As crianças são as vítimas silenciosas de todas as guerras: em Gaza, na Ucrânia, no Sudão e no leste da República Democrática do Congo. De Bukavu, capital do Kivu do Sul, atualmente sob o controle do movimento rebelde M23 desde meados de fevereiro, recebemos um testemunho que reflete a dramática situação humanitária na região. Embora os rebeldes tenham anunciado a criação de uma administração para administrar os territórios conquistados, a situação no Kivu do Sul e do Norte continua precária, especialmente para os mais vulneráveis: mulheres, crianças e idosos. Publicamos o testemunho completo, omitindo o nome de quem o compartilhou por razões de segurança.

Material fornecido ->

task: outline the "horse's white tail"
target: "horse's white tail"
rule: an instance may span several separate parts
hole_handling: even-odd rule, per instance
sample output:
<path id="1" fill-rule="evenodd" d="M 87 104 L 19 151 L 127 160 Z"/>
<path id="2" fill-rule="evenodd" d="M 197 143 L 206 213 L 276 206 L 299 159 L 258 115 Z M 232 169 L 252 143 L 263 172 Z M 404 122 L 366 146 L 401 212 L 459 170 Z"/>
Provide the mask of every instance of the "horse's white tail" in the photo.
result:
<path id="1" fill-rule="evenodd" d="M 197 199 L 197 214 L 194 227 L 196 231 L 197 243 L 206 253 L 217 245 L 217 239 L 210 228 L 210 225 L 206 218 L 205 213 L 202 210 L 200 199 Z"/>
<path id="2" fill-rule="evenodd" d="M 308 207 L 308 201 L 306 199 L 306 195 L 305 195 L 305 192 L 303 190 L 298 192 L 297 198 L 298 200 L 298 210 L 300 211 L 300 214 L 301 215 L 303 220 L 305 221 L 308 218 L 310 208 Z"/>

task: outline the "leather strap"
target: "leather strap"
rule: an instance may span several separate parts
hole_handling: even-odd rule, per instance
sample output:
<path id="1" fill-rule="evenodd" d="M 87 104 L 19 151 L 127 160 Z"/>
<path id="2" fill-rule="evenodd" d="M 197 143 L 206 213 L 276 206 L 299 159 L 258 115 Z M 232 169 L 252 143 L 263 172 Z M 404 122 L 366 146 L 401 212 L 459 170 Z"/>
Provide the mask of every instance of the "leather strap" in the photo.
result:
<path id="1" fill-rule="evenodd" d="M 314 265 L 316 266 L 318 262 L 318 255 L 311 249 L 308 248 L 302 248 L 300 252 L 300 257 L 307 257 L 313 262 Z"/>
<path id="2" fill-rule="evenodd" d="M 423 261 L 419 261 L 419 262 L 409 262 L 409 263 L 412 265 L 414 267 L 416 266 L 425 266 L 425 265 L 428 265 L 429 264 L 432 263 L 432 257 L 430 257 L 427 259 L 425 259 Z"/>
...
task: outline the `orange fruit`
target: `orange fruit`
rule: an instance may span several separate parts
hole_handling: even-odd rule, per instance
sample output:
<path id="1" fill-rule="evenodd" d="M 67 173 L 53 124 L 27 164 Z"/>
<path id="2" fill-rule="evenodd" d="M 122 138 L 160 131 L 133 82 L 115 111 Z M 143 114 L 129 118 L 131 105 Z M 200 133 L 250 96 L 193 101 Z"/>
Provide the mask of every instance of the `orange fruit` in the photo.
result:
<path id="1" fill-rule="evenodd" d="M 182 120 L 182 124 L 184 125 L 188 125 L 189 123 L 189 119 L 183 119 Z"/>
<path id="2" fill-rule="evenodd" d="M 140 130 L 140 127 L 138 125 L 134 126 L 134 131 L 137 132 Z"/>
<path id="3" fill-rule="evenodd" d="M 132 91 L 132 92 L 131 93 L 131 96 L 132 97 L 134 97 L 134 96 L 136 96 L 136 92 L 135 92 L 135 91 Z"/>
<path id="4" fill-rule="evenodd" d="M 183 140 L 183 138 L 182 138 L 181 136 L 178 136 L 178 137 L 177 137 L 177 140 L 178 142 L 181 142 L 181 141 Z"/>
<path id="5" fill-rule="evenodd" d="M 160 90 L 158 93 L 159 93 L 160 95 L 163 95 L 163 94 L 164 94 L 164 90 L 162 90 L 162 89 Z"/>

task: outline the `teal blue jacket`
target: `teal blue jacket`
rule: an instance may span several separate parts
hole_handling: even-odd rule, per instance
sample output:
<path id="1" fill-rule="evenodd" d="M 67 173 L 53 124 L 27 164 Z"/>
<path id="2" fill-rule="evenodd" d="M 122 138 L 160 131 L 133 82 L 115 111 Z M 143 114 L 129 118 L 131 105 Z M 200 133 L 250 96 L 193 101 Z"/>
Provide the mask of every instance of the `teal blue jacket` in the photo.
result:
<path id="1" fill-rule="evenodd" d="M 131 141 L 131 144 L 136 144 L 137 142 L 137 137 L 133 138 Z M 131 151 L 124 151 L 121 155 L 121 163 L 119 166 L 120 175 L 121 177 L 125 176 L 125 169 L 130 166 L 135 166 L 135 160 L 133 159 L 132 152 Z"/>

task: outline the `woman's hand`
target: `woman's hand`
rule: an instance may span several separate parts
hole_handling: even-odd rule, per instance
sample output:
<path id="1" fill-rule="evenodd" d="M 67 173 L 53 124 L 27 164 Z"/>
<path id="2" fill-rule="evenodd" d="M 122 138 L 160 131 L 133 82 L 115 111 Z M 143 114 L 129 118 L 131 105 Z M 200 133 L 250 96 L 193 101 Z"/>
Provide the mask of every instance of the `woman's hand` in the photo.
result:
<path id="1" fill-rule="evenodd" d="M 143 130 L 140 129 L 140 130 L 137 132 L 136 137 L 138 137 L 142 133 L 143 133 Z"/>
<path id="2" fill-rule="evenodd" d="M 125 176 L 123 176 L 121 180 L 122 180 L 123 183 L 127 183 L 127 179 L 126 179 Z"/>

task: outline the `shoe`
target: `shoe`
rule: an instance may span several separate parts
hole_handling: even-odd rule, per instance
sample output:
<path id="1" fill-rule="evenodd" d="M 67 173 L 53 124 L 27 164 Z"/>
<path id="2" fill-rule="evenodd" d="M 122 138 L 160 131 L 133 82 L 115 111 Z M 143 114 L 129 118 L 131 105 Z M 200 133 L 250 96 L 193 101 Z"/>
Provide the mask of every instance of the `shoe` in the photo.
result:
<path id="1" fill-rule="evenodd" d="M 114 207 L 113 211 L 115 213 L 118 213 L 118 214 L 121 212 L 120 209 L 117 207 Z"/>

Tarefas propostas ->
**1)** Indique, por favor, se cada afirmação concorda com o texto sobre a situação em Bukavu, respondendo sim ou não e citando as palavras decisivas do texto: (a) Bukavu é a capital do Kivu do Sul. (b) O texto divulga o nome de quem compartilhou o testemunho. (c) O M23 controla Bukavu desde meados de janeiro.
**2)** Segundo o texto sobre a situação em Bukavu, quem são os mais vulneráveis?
**3)** Prossiga com o texto sobre a situação em Bukavu a partir da última frase apresentada.
O material fornecido é independente do texto sobre a situação em Bukavu.

Respostas do exercício ->
**1)**
(a) Sim: "De Bukavu, capital do Kivu do Sul".
(b) Não: "omitindo o nome de quem o compartilhou por razões de segurança".
(c) Não: "sob o controle do movimento rebelde M23 desde meados de fevereiro".

**2)** Mulheres, crianças e idosos.

**3)**
A Irmã Charline me recebe na enfermaria do Hospital Geral de Bukavu, onde, juntamente com a Irmã Marie-Jeanne, coordena o acolhimento e o cuidado de crianças desnutridas. “Antes da guerra, eram cerca de 40, agora são 84; há até três por leito”, conta ela, enquanto me convida para os amplos quartos. Em um deles, uma mãe veste sua filha de oito anos: ela está prestes a voltar para casa. Ela está muito magra, mas já passou da fase crítica. A menina se despede com um sorriso. Os casos mais graves estão na unidade de terapia intensiva, incluindo o de um bebê abandonado no hospital pela mãe, vindo de uma zona de combate. Uma enfermeira cuida dele com carinho.
A guerra tornou impossível o cultivo, a colheita e o comércio… e isso, somado aos saques, causou fome. “Quando temos comida suficiente e adequada, eles se recuperam em duas semanas; caso contrário, leva até dois meses… ou morrem. Tentamos mandá-los para casa o mais rápido possível para dar lugar a outros, mas às vezes as mães nos dizem que vão ficar sem comida lá novamente… Eu lhes dou um pouco de farinha; não posso fazer mais”, acrescenta a Irmã Charline, desolada.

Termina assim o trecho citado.